REQUIREMENT :: Which lines run from the one containing "Check that every instance of the concrete" to the end of the entries below? Reproduce them exactly, both ends included.

Natural-language object grounding data
== Segment start ==

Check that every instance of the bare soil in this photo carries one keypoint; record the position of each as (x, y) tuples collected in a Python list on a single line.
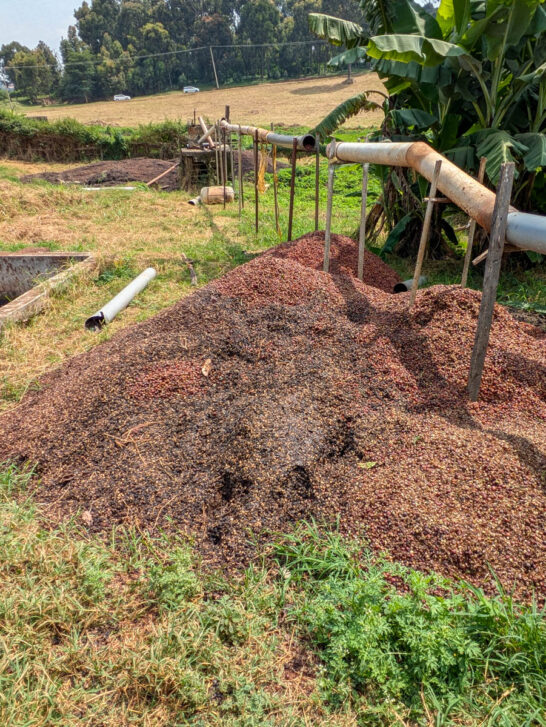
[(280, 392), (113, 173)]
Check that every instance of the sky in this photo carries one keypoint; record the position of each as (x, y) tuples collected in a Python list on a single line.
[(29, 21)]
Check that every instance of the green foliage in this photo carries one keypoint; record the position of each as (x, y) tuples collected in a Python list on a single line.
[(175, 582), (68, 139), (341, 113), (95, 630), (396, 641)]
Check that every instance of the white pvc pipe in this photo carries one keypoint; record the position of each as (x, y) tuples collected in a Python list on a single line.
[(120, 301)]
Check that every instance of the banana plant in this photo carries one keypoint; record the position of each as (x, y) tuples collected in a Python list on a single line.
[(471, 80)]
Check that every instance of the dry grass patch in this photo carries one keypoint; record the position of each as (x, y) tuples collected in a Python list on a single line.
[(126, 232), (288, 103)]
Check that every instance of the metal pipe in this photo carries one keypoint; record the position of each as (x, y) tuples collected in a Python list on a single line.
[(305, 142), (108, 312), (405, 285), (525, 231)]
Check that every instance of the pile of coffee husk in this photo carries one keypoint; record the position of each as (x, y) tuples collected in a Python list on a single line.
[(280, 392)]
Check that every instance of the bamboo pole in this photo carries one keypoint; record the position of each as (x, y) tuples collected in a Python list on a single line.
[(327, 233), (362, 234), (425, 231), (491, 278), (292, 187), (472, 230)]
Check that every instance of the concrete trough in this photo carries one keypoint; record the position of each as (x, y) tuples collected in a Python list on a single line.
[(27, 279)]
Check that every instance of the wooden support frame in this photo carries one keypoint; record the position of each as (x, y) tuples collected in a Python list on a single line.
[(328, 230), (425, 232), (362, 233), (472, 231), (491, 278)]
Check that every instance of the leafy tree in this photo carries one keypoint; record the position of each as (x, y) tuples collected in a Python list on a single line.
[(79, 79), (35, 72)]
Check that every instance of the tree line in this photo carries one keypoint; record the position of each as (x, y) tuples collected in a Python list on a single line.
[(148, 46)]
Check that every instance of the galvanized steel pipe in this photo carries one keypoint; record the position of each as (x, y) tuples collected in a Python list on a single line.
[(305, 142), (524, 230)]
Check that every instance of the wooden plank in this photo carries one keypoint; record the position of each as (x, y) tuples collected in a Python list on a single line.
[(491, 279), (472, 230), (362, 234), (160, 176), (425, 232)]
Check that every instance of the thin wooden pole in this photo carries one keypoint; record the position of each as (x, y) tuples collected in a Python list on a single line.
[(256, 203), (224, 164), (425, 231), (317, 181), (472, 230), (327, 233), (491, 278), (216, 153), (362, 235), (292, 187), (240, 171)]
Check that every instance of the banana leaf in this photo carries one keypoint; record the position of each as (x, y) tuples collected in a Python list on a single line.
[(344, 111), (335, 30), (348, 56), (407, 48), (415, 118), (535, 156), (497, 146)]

== Segment end ==

REPLY TO THE TASK ::
Check that every instance of the concrete trough in this photo carries one keypoint; record the position of each as (x, y) tuples collected in a Python list on a single line.
[(27, 279)]
Check that every instance of the wooden support frame in this photo carries one keypoint; record the position of each as (x, y) tuples collected in a Python list on a single line.
[(328, 230), (425, 232), (362, 233), (472, 231), (491, 278)]
Check that every instance of the leafy tree in this photo carries one keypoint; record the position of each as (x, y) tuples collected in a Python list on a single line.
[(79, 79), (35, 72)]
Check that every instance of the tree line in this photo carries one keypoint; record the position of each as (x, y) tuples collected in a Python list on a single line.
[(148, 46)]
Check that every instance of the galvanized steel pipe in this photo carries one keypoint; record the position of each as (x, y) tuples collected in a Python list on a single line.
[(305, 142), (524, 230)]
Check that every instance of the wooden plank in this photo carries one keypoint; record the position of each as (x, y) tuples collected in a Python list on a single line.
[(491, 279), (472, 230), (362, 234), (160, 176), (425, 232)]
Check that every instance of the thin wooden pole in this photo carries one keypoint; record the position of each as (x, y) tuples collected in a Python list on a single line.
[(256, 203), (224, 164), (425, 231), (317, 181), (472, 230), (327, 233), (491, 278), (216, 153), (362, 235), (292, 187), (240, 171)]
Check that every instance of the banana leaf in this photo carries one keypoint; record the position of each as (x, y) tuples collected in a Python list on a single line.
[(344, 111), (335, 30), (348, 56), (407, 48), (415, 118), (535, 156), (497, 146)]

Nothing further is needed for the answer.